Write out exactly the lines below that run from the line containing "Study the photo above. For every instance of the grey" through the last line of the records.

*** Opening of Record excerpts ***

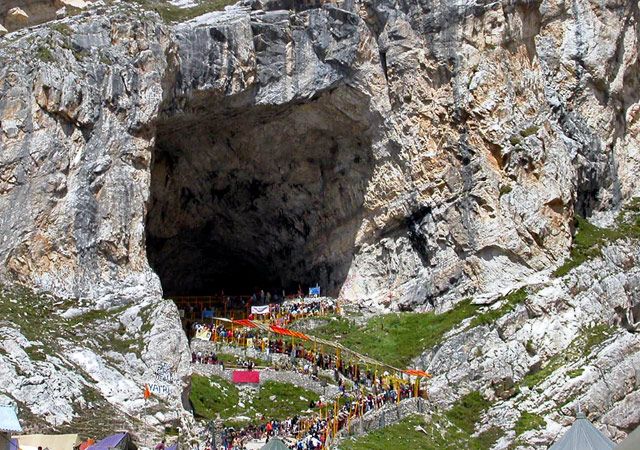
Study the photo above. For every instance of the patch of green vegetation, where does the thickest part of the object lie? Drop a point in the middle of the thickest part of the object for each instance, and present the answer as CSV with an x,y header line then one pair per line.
x,y
505,189
449,431
171,13
211,396
400,436
530,348
62,28
289,400
44,54
36,353
589,239
95,315
91,394
580,347
529,131
510,302
575,373
396,338
528,421
171,431
466,412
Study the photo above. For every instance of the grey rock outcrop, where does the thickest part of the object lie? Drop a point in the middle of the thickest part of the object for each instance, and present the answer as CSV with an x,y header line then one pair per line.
x,y
401,154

*** Close of Record excerpts ***

● Exercise answer
Study the photo above. For every instance of the grey rock outcrop, where does the thickest part of the object lie? Drop a point in the middle of the thickest part of the object for each instance, and present the answer as CSV with an x,y header line then one pair per line.
x,y
401,154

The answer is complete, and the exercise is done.